REQUIRED WORK: Extend the news report below on the SEC lawsuit against Gemini, picking up after its final sentence.

PASSAGE TO READ:
======

(Reuters) – An exchange run by the twins Tyler and Cameron Winklevoss on Friday asked a U.S. judge to dismiss a Securities and Exchange Commission lawsuit claiming it illegally sold unregistered securities in a program that promised high interest rates to hundreds of thousands of investors.
Gemini Trust Co’s request was filed in Manhattan federal court, in response to the SEC’s Jan. 12 civil lawsuit against the exchange and the cryptocurrency lender Genesis Global Capital LLC, a unit of Digital Currency Group.
The SEC had sued over Gemini Earn, which let customers lend crypto assets such as bitcoin to Genesis, with Gemini taking an agent fee as high as 4.29%.
According to the regulator, the program let Gemini and Genesis raise billions of dollars of crypto assets, before Genesis halted withdrawals last November in the wake of the collapse of Sam Bankman-Fried’s FTX cryptocurrency exchange.
The SEC said Genesis held $900 million of assets from about 340,000 Gemini Earn customers. Gemini and Genesis were accused by the regulator of having bypassed disclosure requirements meant to protect investors.

======

Photo-based referring expression data
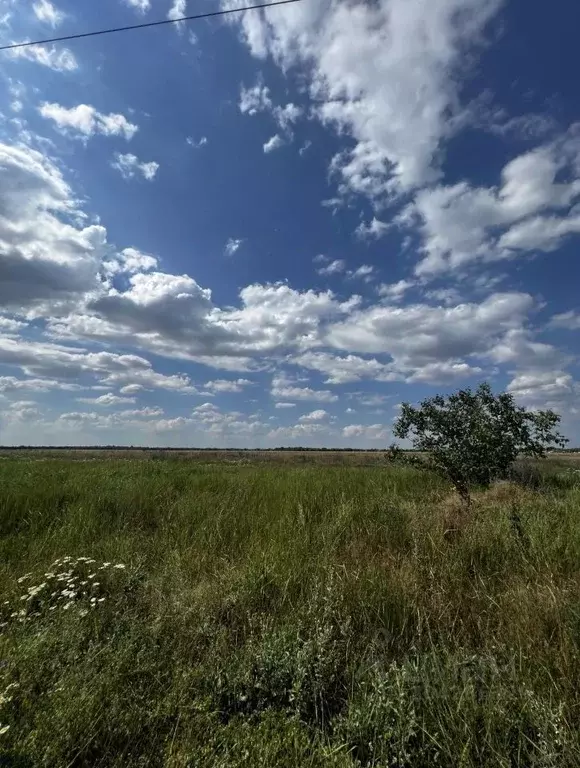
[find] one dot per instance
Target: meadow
(228, 610)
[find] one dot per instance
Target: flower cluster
(80, 584)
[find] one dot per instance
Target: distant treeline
(298, 448)
(181, 448)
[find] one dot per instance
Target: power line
(208, 15)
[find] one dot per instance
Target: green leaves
(473, 438)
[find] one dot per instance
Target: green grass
(293, 615)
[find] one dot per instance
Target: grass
(285, 615)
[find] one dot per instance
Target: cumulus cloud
(140, 5)
(394, 291)
(85, 121)
(386, 73)
(318, 415)
(374, 230)
(233, 245)
(57, 59)
(569, 320)
(14, 384)
(130, 166)
(219, 386)
(341, 370)
(107, 400)
(530, 210)
(45, 11)
(129, 261)
(331, 267)
(420, 335)
(284, 388)
(273, 143)
(369, 432)
(46, 258)
(196, 144)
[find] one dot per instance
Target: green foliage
(473, 438)
(285, 617)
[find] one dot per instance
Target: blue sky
(273, 228)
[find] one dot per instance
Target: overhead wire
(94, 33)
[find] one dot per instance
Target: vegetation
(286, 615)
(473, 438)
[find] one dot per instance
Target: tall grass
(287, 616)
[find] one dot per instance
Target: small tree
(473, 438)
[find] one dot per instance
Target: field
(224, 610)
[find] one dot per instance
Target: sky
(272, 228)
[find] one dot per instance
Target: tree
(473, 438)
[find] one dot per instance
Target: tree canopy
(473, 437)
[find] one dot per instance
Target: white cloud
(233, 244)
(131, 389)
(227, 385)
(553, 389)
(285, 389)
(273, 143)
(394, 291)
(287, 115)
(140, 5)
(196, 144)
(333, 267)
(107, 400)
(318, 415)
(462, 224)
(9, 325)
(370, 432)
(299, 431)
(421, 337)
(59, 60)
(86, 121)
(129, 261)
(341, 370)
(364, 272)
(569, 320)
(386, 73)
(13, 384)
(45, 11)
(374, 230)
(45, 256)
(177, 10)
(130, 166)
(255, 99)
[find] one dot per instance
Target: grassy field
(232, 612)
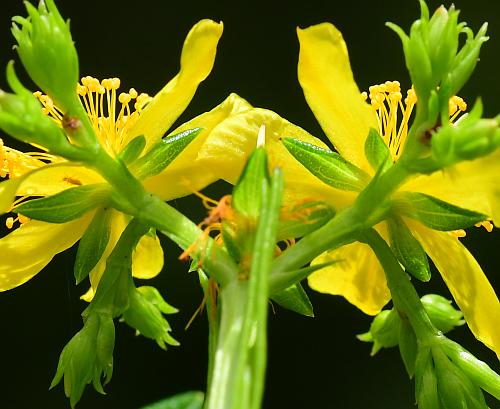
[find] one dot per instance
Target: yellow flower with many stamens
(117, 118)
(327, 80)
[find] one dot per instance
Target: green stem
(132, 198)
(240, 358)
(404, 295)
(344, 228)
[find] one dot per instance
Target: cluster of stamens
(110, 120)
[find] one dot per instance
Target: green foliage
(435, 213)
(186, 400)
(376, 151)
(408, 250)
(162, 153)
(327, 166)
(92, 244)
(67, 205)
(46, 49)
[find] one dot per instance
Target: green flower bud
(469, 138)
(455, 389)
(443, 32)
(144, 313)
(442, 314)
(21, 117)
(87, 357)
(384, 331)
(46, 50)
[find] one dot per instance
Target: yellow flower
(327, 80)
(31, 246)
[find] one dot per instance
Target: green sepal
(133, 149)
(441, 312)
(426, 391)
(47, 52)
(87, 357)
(304, 218)
(408, 347)
(67, 205)
(247, 193)
(145, 313)
(92, 244)
(384, 331)
(455, 389)
(408, 250)
(328, 166)
(186, 400)
(435, 213)
(376, 151)
(295, 299)
(163, 153)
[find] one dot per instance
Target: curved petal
(466, 281)
(357, 276)
(325, 76)
(118, 222)
(228, 146)
(186, 174)
(45, 181)
(29, 248)
(147, 260)
(473, 185)
(197, 60)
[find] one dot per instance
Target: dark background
(313, 363)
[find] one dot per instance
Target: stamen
(386, 100)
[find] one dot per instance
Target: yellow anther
(458, 233)
(9, 222)
(488, 225)
(124, 98)
(133, 93)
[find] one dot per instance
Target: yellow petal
(327, 80)
(52, 179)
(118, 222)
(197, 60)
(29, 248)
(147, 260)
(228, 146)
(357, 276)
(186, 174)
(473, 185)
(466, 281)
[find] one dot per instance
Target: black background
(313, 363)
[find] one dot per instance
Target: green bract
(327, 165)
(46, 50)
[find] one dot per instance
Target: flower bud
(470, 138)
(144, 313)
(21, 117)
(441, 312)
(46, 49)
(384, 331)
(87, 357)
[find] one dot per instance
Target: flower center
(393, 113)
(110, 113)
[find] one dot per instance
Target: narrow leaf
(295, 299)
(435, 213)
(163, 153)
(65, 206)
(133, 149)
(327, 166)
(408, 250)
(92, 244)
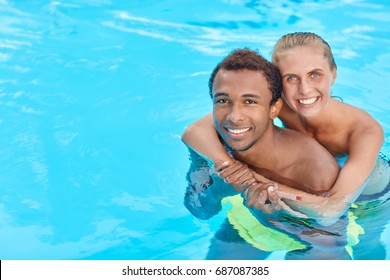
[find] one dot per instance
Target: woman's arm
(202, 137)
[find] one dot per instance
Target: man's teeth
(237, 130)
(307, 101)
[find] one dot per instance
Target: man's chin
(238, 149)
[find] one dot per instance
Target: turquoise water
(94, 96)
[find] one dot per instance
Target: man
(246, 91)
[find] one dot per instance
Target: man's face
(241, 107)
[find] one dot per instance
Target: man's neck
(264, 153)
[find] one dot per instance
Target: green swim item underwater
(267, 239)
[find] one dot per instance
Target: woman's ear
(275, 108)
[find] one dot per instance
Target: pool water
(94, 95)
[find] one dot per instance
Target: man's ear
(334, 75)
(275, 108)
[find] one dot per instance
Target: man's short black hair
(246, 59)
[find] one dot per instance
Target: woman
(308, 72)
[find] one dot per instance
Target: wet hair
(246, 59)
(300, 39)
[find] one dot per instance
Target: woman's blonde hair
(298, 39)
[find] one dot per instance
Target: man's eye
(221, 101)
(315, 75)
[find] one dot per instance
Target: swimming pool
(94, 96)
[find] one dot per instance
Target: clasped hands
(259, 192)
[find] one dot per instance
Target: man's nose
(304, 87)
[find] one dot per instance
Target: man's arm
(204, 192)
(365, 143)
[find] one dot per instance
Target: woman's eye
(291, 78)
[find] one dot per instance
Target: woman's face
(307, 79)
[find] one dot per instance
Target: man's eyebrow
(218, 94)
(251, 95)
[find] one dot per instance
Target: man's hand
(263, 197)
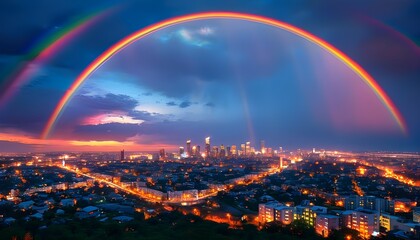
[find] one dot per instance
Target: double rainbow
(382, 96)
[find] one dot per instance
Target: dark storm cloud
(147, 116)
(84, 106)
(382, 55)
(103, 132)
(105, 103)
(30, 111)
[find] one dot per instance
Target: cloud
(209, 104)
(185, 104)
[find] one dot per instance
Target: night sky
(230, 79)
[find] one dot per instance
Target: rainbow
(382, 96)
(45, 50)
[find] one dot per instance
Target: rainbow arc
(92, 67)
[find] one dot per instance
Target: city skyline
(301, 82)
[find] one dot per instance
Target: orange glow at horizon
(60, 144)
(379, 92)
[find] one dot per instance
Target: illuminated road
(154, 198)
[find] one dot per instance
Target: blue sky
(232, 80)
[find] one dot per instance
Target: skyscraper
(248, 148)
(208, 149)
(189, 149)
(162, 154)
(222, 151)
(262, 146)
(233, 150)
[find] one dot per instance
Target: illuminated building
(262, 146)
(346, 219)
(215, 151)
(283, 214)
(248, 149)
(243, 150)
(222, 151)
(207, 140)
(233, 150)
(402, 205)
(324, 224)
(194, 151)
(352, 202)
(162, 155)
(197, 150)
(308, 213)
(416, 214)
(189, 150)
(389, 222)
(365, 221)
(266, 212)
(281, 163)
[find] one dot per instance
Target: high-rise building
(248, 149)
(416, 214)
(283, 214)
(189, 149)
(222, 151)
(194, 151)
(262, 146)
(266, 212)
(281, 163)
(208, 149)
(215, 151)
(228, 151)
(233, 150)
(243, 149)
(365, 221)
(162, 155)
(325, 223)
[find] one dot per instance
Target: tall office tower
(194, 151)
(262, 146)
(215, 151)
(248, 148)
(233, 150)
(365, 221)
(281, 163)
(222, 151)
(189, 149)
(208, 149)
(243, 149)
(162, 155)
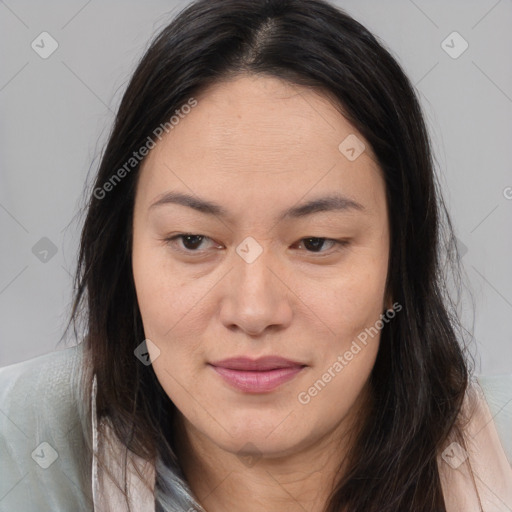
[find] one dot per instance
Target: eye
(191, 242)
(315, 244)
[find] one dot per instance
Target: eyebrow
(322, 204)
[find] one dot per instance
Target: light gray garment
(45, 452)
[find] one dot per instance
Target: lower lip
(257, 381)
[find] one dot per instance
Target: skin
(258, 145)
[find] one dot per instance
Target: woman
(260, 282)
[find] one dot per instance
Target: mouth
(257, 375)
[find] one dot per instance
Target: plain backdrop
(56, 113)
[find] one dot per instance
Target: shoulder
(475, 470)
(43, 434)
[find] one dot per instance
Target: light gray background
(56, 114)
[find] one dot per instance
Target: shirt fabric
(46, 440)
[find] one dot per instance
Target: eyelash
(172, 239)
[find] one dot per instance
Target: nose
(255, 297)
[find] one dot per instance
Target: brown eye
(316, 244)
(190, 242)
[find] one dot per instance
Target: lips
(260, 375)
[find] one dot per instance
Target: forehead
(254, 136)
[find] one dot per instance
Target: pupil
(187, 238)
(318, 245)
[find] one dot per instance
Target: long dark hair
(421, 373)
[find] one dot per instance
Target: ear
(388, 301)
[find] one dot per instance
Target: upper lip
(260, 364)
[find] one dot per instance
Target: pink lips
(257, 375)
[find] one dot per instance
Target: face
(260, 257)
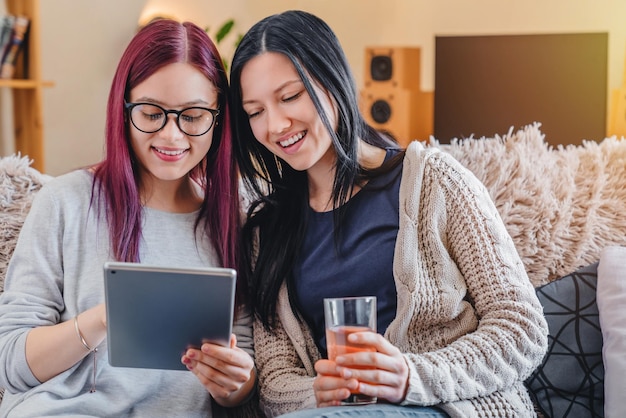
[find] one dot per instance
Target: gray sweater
(57, 272)
(468, 320)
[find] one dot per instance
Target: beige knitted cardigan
(468, 319)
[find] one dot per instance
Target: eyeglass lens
(151, 118)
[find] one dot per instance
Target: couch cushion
(570, 381)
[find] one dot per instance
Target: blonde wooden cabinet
(28, 92)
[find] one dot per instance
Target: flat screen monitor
(486, 84)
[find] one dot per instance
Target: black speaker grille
(381, 68)
(380, 111)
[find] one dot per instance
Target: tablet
(155, 313)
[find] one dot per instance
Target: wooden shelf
(28, 92)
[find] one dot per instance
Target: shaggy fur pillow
(18, 184)
(561, 205)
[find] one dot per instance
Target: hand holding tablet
(155, 313)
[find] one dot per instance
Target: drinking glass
(343, 317)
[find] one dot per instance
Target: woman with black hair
(338, 209)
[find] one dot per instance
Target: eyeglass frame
(129, 106)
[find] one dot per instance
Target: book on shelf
(14, 46)
(6, 29)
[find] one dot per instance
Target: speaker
(392, 67)
(404, 114)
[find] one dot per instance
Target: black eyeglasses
(151, 118)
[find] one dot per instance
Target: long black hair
(279, 194)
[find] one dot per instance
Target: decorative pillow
(570, 381)
(612, 309)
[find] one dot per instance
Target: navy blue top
(364, 264)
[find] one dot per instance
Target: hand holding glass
(345, 316)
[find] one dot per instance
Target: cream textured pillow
(18, 184)
(611, 300)
(561, 205)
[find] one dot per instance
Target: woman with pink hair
(166, 193)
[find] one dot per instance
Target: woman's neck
(322, 176)
(176, 196)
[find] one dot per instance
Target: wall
(82, 41)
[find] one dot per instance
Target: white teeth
(168, 152)
(292, 140)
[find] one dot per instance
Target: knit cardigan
(468, 320)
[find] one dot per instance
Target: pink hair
(160, 43)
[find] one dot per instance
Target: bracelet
(91, 350)
(80, 335)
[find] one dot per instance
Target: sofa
(562, 206)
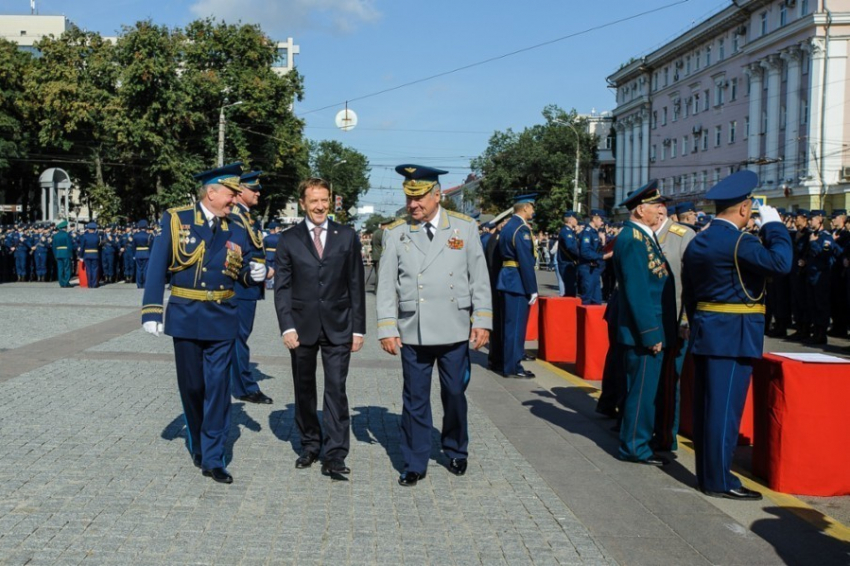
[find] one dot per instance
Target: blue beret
(525, 199)
(735, 188)
(647, 194)
(227, 175)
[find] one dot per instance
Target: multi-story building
(761, 84)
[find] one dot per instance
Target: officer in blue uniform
(820, 256)
(244, 386)
(142, 244)
(517, 284)
(89, 250)
(723, 286)
(568, 253)
(591, 260)
(63, 252)
(646, 319)
(205, 254)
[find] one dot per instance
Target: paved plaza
(93, 468)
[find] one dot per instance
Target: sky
(540, 52)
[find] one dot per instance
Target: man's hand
(258, 272)
(290, 340)
(152, 327)
(478, 337)
(391, 345)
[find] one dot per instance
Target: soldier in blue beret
(205, 254)
(592, 259)
(727, 323)
(243, 384)
(568, 253)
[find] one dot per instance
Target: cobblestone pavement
(93, 469)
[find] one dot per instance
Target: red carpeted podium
(802, 426)
(592, 346)
(557, 340)
(686, 407)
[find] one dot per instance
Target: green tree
(345, 168)
(539, 159)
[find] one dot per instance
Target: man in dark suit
(320, 300)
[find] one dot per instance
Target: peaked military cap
(647, 194)
(418, 179)
(227, 175)
(735, 188)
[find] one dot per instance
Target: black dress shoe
(409, 479)
(335, 467)
(257, 397)
(457, 466)
(218, 474)
(306, 460)
(742, 494)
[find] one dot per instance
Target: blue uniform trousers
(589, 284)
(417, 364)
(667, 400)
(720, 391)
(63, 271)
(643, 371)
(141, 269)
(92, 272)
(203, 379)
(242, 380)
(514, 321)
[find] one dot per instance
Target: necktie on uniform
(317, 240)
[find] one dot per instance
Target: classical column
(773, 65)
(644, 140)
(792, 57)
(619, 177)
(755, 73)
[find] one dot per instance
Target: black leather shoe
(457, 466)
(335, 467)
(742, 494)
(257, 397)
(218, 474)
(306, 460)
(409, 479)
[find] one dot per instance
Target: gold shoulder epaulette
(459, 215)
(678, 229)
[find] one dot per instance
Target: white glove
(152, 327)
(768, 214)
(258, 272)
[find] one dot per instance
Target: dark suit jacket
(313, 294)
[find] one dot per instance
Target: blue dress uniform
(242, 382)
(819, 258)
(591, 265)
(723, 286)
(142, 244)
(517, 283)
(204, 264)
(89, 246)
(63, 252)
(568, 257)
(646, 316)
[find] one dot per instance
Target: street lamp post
(576, 203)
(221, 123)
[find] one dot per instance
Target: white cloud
(291, 16)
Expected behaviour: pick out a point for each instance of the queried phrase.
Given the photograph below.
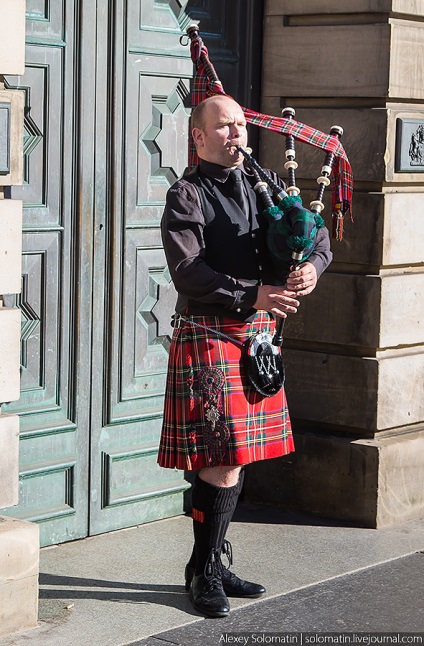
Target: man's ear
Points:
(197, 135)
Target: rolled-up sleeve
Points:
(182, 235)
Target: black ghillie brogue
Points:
(206, 592)
(232, 585)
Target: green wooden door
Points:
(145, 125)
(105, 133)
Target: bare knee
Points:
(226, 476)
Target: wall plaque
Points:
(409, 146)
(4, 138)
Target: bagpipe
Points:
(292, 228)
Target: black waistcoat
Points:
(235, 242)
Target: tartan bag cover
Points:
(212, 416)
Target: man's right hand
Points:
(277, 300)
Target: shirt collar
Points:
(217, 172)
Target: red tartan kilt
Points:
(212, 416)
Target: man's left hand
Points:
(303, 280)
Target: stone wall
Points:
(355, 351)
(19, 543)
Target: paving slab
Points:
(117, 588)
(383, 599)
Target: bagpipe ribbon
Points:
(206, 83)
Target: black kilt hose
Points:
(212, 416)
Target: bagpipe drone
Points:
(292, 228)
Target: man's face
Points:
(224, 126)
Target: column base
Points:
(374, 483)
(19, 567)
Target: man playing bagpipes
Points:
(215, 421)
(230, 257)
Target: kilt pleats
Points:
(212, 416)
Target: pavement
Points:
(323, 578)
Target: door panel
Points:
(54, 428)
(106, 85)
(133, 293)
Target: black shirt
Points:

======

ANSWER FOR THIS EXERCISE:
In Friday’s filing, Gemini said the loan agreements among itself, Genesis and customers were neither sold nor traded on secondary markets, and did not transfer title to assets, and therefore did not qualify as securities.
“Accordingly, there was no requirement that any party register it with the SEC,” it said.
The SEC declined to comment.
Genesis’ lawyers did not immediately respond to requests for comment, but have said they will also seek a dismissal.
The SEC has been cracking down on cryptocurrency markets since Gary Gensler became its chair in 2021.
He said in January that the case against Gemini and Genesis helps “make clear to the marketplace and the investing public that crypto lending platforms and other intermediaries need to comply with our time-tested securities laws.”
The case is SEC v Gemini Trust Co et al, U.S. District Court, Southern District of New York, No. 23-00287.